Records from an annotation dataset
>>>

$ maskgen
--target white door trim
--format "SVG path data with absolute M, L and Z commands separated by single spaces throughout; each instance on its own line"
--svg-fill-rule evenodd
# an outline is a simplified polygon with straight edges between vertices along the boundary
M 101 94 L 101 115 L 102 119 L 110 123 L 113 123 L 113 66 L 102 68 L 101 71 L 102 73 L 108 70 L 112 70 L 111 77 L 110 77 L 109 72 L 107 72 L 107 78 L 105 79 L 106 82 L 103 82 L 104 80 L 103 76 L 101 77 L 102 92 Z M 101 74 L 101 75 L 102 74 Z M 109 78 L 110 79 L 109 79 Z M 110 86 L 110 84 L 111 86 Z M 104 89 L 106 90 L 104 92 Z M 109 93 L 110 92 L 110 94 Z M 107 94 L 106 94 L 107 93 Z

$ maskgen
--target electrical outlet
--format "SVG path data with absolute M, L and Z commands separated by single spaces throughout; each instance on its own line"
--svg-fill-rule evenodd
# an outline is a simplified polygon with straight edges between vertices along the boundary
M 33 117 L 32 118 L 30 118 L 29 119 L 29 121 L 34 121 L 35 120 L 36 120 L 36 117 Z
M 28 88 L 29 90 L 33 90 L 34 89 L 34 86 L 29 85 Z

<<<
>>>

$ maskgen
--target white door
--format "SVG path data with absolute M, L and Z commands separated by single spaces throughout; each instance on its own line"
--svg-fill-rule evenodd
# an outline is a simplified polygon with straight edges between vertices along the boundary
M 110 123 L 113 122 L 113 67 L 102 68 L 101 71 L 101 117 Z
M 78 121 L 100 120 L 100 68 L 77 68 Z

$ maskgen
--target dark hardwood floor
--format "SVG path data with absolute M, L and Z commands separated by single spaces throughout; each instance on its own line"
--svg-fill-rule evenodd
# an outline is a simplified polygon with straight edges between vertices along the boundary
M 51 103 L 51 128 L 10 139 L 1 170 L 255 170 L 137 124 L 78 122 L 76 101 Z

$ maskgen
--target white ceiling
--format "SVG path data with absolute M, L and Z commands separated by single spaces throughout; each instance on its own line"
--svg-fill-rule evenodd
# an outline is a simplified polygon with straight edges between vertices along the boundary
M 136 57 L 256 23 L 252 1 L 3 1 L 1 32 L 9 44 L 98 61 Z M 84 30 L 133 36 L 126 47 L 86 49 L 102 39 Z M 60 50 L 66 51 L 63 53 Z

<<<
>>>

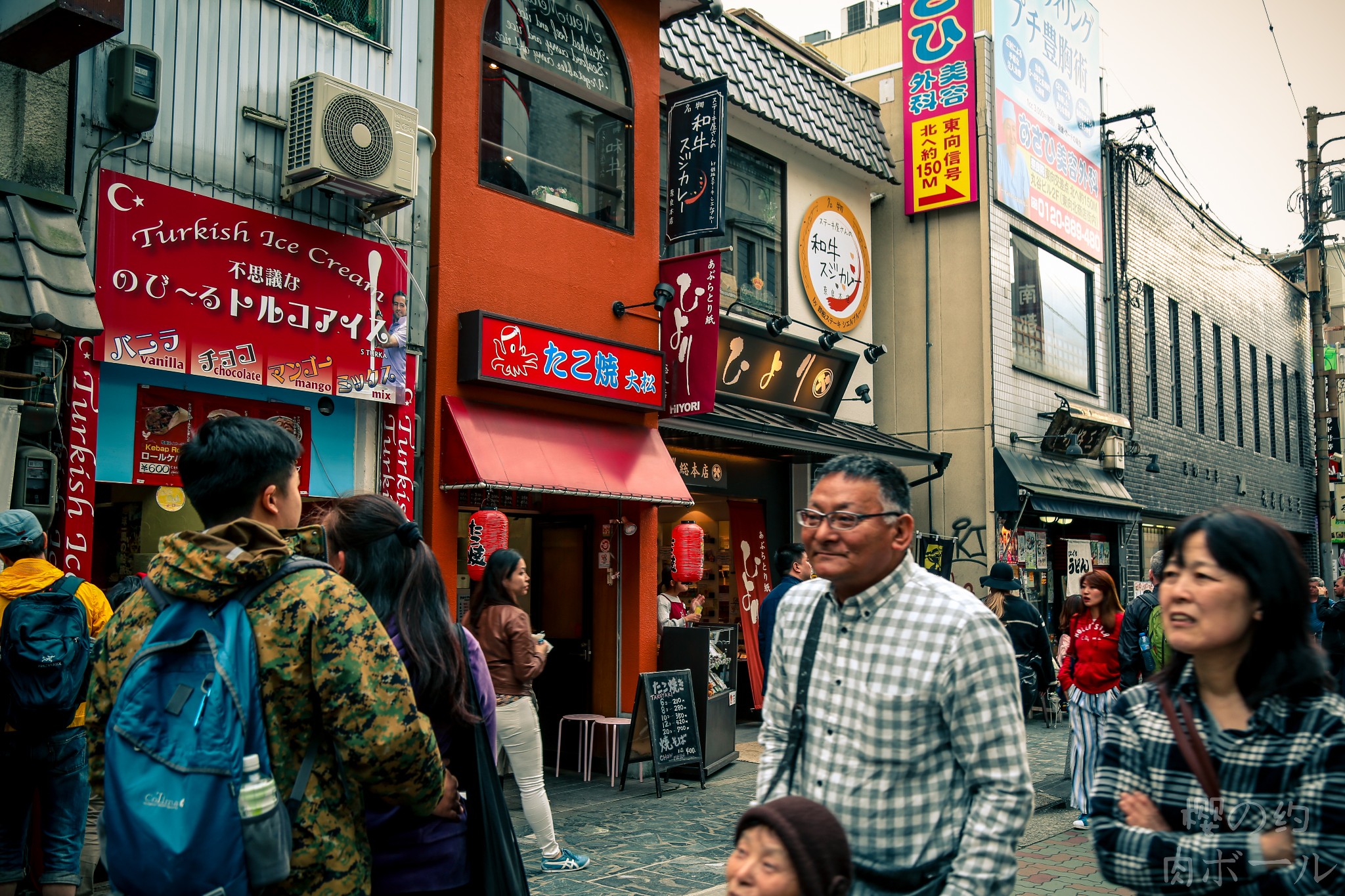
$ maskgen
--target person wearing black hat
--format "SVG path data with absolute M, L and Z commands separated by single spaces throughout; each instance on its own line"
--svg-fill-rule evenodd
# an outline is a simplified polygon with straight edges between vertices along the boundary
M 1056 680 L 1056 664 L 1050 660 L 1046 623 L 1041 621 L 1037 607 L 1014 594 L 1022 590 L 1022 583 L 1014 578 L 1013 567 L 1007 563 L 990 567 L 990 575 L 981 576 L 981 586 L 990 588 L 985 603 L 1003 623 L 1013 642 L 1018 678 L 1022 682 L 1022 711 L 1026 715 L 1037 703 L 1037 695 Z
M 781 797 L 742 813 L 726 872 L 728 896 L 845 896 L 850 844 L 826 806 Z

<<<

» **BRIEF**
Locate each line in the records containing the word "door", and copy those lines.

» **CORRECT RESPONSE**
--target white door trim
--target white door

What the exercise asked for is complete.